(Exercice court 1) D'après l'article ci-après consacré à Aya Nakamura, à quelle émission la chanteuse aurait-elle annulé sa participation ?

(Cet article a d'abord été publié dans la newsletter Africa Digest).
Vendredi de la semaine dernière, j'ai entrepris d'écouter quelques nouveaux albums sortis le jour-même et parmi eux, bien sûr, il y avait " AYA", dernier opus d' Aya Nakamura.
J'en étais à la 5ème ou 6ème chanson lorsque dans mon feed, je vois poindre un début de buzz: la chanteuse aurait annulé "à la dernière minute" sa participation à l'émission "Quotidien", un des talk-shows quotidiens les plus regardés en France. Raison invoquée ? Hé bien, ça dépend à qui l'on s'adresse.
À l'antenne, l'animateur Yann Barthès a évoqué une paresse de l'artiste (en d'autres termes, un caprice) mais la concernée elle, a parlé d'un "contretemps". Dans l'absolu, des invités qui déprogramment, ça arrive. Et cela ne crée pas de polémiques en général. Sauf que là, il s'agit d'Aya Nakamura.
Cataloguée comme "diva" dans le showbiz français, elle traîne une réputation d'artiste "compliquée", "difficile", "hautaine" et tous les adjectifs synonymes. Elle a, disons-le, des rapports tendus avec la presse française généraliste, qui d'entrée de jeu, l'a souvent méprisée (on l'a tout de même traitée de "Madonna des banlieues" sur un célèbre plateau-télé).
Quelques heures après ce passage avorté dans "Quotidien", je tombe sur une info: les chansons du nouvel album d'Aya occupent les 10 premières places du classement sur Apple Music France. Encore mieux: à échelle mondiale, le jour de la sortie du projet, elle était la 26ème artiste la plus écoutée sur les plates-formes de streaming, tout genre confondu. Le contraste entre sa perception par la presse française et l'adoubement du public (en France comme à l'international) est très parlant et bien sûr, chacun(e) est libre de l'interpréter à sa manière.
Pour ma part, suivant le phénomène Nakamura depuis un moment, je trouve qu'elle est un bel exemple du pouvoir de l'authenticité. Le succès d'Aya est tout sauf conventionnel en France: femme noire, au teint foncé, n'a pas les traits eurocentrés, qui ne fait pas de la variété, chante en argot, mélange les influences africaines et caribéennes, ne cherche pas à tout prix à s'intégrer dans l'entre-soi parisien, ne s'écrase pas (ou ne s'excuse pas d'être là).... Tout cela fait beaucoup pour une seule personne dans un pays aux normes extrêmement aseptisées.
Aya choque par sa nonchalance, là où '"on" attendrait qu'elle soit plus enthousiaste, qu'elle avale plus de couleuvres et qu'elle se plie aux règles. Et c'est exactement cela qui fait sa force et j'allais dire, qui pousse à l'adhésion de ses fans. Parce qu'elle est une anomalie pour ceux d'en haut, et un miroir puis un symbole pour ceux d'en bas.

(Données de l'exercice)
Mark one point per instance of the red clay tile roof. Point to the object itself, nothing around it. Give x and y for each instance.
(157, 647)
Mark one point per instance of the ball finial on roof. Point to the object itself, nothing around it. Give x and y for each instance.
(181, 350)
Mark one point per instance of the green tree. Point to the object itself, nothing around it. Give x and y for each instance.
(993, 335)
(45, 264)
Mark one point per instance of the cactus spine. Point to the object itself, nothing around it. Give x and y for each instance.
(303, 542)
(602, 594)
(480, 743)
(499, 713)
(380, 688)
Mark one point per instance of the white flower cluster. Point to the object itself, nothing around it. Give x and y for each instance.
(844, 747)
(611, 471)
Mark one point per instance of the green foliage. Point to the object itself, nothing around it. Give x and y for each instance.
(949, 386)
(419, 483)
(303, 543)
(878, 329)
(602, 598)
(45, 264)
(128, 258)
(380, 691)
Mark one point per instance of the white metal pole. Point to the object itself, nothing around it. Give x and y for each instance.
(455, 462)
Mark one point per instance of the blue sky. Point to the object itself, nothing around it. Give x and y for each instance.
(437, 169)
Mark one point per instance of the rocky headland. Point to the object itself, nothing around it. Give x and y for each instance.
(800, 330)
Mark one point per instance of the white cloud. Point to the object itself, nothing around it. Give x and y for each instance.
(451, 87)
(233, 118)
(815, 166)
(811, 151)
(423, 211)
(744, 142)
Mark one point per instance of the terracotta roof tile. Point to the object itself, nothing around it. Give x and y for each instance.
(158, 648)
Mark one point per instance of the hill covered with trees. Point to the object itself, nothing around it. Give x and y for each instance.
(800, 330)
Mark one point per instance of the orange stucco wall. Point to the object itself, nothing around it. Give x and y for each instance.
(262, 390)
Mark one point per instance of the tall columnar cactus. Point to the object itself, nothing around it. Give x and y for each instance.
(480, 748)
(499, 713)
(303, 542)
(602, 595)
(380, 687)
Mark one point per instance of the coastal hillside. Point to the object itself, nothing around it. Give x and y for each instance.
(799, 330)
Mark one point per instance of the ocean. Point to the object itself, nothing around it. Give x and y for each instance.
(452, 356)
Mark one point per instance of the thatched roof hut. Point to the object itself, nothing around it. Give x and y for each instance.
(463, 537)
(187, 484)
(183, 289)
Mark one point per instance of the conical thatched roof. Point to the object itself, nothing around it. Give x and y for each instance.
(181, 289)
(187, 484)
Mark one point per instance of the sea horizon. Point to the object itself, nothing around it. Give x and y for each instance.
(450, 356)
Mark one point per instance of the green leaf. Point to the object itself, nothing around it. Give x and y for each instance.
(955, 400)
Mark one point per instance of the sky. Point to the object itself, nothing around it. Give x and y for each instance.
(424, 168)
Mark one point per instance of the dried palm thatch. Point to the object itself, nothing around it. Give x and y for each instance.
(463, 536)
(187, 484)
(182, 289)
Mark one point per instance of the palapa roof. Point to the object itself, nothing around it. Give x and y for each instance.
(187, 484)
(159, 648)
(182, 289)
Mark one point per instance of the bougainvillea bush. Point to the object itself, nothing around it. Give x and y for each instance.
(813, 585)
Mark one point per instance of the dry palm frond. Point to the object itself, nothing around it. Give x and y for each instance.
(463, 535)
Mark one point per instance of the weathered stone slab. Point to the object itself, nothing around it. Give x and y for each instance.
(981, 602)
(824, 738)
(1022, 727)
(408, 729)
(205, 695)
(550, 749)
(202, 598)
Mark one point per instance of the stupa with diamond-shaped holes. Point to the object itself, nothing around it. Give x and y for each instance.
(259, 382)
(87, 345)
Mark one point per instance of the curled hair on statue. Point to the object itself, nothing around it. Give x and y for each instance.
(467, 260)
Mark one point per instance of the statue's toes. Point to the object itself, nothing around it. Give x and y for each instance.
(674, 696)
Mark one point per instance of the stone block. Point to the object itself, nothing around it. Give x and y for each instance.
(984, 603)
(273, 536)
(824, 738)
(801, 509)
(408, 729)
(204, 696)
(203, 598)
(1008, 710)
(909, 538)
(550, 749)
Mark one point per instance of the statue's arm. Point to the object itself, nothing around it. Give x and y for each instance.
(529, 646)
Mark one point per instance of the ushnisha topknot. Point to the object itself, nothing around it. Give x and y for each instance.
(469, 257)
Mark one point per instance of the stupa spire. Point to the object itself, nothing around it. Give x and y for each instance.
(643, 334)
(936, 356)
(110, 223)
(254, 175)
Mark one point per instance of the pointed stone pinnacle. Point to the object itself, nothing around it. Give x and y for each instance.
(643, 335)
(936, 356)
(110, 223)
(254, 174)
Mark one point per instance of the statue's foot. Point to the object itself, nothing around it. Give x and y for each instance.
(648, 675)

(Exercice court 2) Reproduisez fidèlement les lignes de la liste ci-dessus, depuis la ligne contenant « Mark one point per instance of the stupa spire. » jusqu'à la fin de la liste, ces deux bornes comprises.

(Corrigé de l'exercice 1) Elle aurait annulé sa participation à l'émission « Quotidien ».

(Corrigé de l'exercice 2)
Mark one point per instance of the stupa spire. Point to the object itself, nothing around it. Give x and y for each instance.
(643, 334)
(936, 356)
(110, 223)
(254, 175)
Mark one point per instance of the pointed stone pinnacle. Point to the object itself, nothing around it. Give x and y for each instance.
(643, 335)
(936, 356)
(110, 223)
(254, 174)
Mark one point per instance of the statue's foot. Point to the object itself, nothing around it. Give x and y for each instance.
(648, 675)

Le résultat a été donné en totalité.